Given task: Starting at the line with "Where can the overcast" in it, reproduce each line below through the last one, exactly, and include nothing else.
-- Provided entries start --
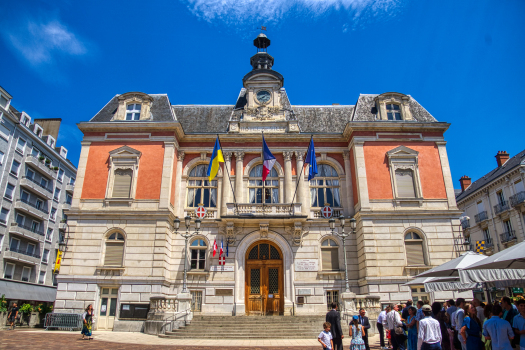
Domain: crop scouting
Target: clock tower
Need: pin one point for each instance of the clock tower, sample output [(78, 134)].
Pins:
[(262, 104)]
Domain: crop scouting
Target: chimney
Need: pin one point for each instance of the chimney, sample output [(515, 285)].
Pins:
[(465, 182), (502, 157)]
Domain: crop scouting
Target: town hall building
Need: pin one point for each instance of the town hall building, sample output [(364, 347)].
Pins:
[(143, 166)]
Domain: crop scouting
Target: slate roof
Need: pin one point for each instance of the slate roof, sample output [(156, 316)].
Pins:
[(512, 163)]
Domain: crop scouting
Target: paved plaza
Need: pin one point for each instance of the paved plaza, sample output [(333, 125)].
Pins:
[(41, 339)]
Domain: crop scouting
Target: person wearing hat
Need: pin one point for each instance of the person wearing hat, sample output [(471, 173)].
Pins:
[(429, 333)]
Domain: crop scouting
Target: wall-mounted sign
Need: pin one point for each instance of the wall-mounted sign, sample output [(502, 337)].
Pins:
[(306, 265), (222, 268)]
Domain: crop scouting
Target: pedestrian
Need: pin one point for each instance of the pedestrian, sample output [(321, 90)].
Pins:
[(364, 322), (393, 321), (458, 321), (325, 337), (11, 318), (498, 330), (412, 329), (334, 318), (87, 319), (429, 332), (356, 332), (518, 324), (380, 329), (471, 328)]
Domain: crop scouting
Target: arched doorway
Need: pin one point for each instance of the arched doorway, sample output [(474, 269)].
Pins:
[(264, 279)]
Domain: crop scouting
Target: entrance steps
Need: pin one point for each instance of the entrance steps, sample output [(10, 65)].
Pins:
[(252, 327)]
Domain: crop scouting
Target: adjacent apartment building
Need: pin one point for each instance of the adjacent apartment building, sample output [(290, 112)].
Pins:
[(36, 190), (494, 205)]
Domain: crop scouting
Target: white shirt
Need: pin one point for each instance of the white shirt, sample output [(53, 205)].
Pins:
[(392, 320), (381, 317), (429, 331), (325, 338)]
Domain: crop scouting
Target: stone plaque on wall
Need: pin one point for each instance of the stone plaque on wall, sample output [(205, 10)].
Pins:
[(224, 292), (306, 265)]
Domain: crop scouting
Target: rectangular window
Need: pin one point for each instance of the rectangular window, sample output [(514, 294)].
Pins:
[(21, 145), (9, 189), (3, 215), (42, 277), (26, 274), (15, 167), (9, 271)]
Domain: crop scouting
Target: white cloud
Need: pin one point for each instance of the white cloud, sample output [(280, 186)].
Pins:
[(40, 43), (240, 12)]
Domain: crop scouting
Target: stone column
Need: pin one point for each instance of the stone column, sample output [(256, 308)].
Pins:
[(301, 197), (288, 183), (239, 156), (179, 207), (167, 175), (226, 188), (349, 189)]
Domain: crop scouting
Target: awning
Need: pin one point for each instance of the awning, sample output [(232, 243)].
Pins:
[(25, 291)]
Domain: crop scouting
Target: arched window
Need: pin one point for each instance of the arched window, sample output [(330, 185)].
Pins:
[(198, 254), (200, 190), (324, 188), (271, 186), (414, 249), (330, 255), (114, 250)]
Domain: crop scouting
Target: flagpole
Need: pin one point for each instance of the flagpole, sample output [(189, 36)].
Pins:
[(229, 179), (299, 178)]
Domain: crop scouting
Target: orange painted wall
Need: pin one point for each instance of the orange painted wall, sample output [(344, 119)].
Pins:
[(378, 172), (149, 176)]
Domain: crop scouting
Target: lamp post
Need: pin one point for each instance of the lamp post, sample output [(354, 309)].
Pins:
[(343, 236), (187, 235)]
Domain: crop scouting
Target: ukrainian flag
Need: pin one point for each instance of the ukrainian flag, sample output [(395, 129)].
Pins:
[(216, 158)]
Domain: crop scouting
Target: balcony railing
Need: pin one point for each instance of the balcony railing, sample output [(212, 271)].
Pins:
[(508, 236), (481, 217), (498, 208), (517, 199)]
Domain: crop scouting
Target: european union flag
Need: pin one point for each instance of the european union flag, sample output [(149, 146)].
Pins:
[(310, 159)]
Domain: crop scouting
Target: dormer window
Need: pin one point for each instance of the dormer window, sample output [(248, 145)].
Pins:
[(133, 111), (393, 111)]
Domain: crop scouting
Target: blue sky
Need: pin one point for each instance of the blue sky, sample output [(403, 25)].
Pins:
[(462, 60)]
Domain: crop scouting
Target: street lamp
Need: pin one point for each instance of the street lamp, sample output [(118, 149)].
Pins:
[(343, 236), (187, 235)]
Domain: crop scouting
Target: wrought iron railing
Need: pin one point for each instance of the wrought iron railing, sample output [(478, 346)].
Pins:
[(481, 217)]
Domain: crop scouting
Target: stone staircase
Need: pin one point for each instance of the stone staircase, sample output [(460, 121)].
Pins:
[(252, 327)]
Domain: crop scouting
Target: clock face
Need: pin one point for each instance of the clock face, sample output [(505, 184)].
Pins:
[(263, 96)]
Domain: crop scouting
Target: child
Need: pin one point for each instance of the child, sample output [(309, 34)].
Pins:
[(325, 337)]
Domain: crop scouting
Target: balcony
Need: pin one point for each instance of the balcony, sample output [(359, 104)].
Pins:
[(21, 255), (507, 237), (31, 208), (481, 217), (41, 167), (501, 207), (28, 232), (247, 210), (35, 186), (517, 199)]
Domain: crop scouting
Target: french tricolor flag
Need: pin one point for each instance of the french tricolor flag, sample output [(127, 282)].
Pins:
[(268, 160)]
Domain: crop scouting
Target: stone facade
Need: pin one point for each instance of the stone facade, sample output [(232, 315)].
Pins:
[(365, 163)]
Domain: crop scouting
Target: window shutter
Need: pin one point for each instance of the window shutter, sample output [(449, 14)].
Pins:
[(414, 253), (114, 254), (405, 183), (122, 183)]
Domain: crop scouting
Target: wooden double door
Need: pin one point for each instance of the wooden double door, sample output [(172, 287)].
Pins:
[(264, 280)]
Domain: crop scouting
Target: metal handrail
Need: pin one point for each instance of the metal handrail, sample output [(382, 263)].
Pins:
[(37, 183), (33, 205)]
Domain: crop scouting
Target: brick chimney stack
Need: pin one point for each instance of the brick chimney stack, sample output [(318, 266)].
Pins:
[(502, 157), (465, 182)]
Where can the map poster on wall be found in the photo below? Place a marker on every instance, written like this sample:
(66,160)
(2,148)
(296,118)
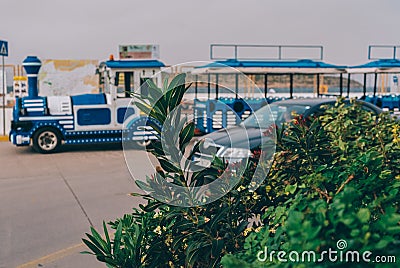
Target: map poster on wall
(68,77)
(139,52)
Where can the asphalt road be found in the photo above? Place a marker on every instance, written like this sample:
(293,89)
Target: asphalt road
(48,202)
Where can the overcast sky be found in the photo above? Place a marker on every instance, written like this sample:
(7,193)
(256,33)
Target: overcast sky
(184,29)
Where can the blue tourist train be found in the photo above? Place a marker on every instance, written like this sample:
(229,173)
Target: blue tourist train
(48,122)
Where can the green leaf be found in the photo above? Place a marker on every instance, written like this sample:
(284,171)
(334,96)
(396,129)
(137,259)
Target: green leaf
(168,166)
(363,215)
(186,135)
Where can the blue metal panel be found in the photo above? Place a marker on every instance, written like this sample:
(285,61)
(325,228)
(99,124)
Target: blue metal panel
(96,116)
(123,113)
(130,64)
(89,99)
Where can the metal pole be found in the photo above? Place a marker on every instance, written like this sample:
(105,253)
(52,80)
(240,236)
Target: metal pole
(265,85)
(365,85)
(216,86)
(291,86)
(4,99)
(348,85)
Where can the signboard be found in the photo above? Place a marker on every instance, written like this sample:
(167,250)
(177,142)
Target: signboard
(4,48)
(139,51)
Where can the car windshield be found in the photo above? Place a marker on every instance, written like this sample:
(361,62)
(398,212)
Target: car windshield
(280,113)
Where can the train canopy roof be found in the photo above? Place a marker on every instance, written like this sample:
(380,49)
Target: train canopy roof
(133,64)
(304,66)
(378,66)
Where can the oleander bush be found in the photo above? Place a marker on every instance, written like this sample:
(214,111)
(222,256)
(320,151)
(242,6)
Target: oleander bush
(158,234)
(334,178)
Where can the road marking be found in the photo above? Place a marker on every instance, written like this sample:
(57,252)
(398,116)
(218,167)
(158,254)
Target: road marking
-- Provided entries end --
Response below:
Where can the overcast sky be found in the photo above? Place a marker on every instance, written like this sample:
(7,193)
(256,33)
Target: overcast sky
(184,29)
Where can the blue tourist train be found in the photo above? Place a marker on every instance, written like this sample:
(229,173)
Target: blue tourist train
(48,122)
Where can the green leaf be found in the photo above? Place a marker on every instance, written like this sample:
(284,171)
(334,96)
(396,129)
(137,259)
Target: green leaf
(168,166)
(363,215)
(186,135)
Where can the blue metal panel be found in the photo above? Place a marker on every instance, written like this sample:
(285,61)
(325,228)
(99,124)
Target: blue metal panel
(96,116)
(123,113)
(130,64)
(89,99)
Where can the metal pole be found in the photo above? Place a marker on every instance, written like this sample:
(105,253)
(52,80)
(240,236)
Target: metal pole
(265,85)
(365,85)
(216,86)
(291,86)
(4,99)
(348,85)
Where can the signboard be found in the photo above? Place a marker on every instance, written like this sample:
(167,250)
(177,142)
Target: signboard
(4,48)
(139,51)
Where can the car windshield be found in the photo above? Place a marker on every instance, written like this sample:
(361,62)
(398,212)
Target: car windshield
(280,113)
Where can the train canopy roof be found in the photo above? Place a marker on every instance, written like this sample:
(380,49)
Target: train canopy roof
(133,64)
(304,66)
(378,66)
Where can the oleander bush be found in the photo above? Place a marker on every instance, written like this sample:
(214,111)
(222,256)
(320,151)
(242,6)
Target: oleander bush
(158,234)
(334,178)
Where can the road marking be found in the photo above? Place a marker on every instance, written like this sample:
(57,252)
(398,116)
(218,167)
(158,254)
Target: road marking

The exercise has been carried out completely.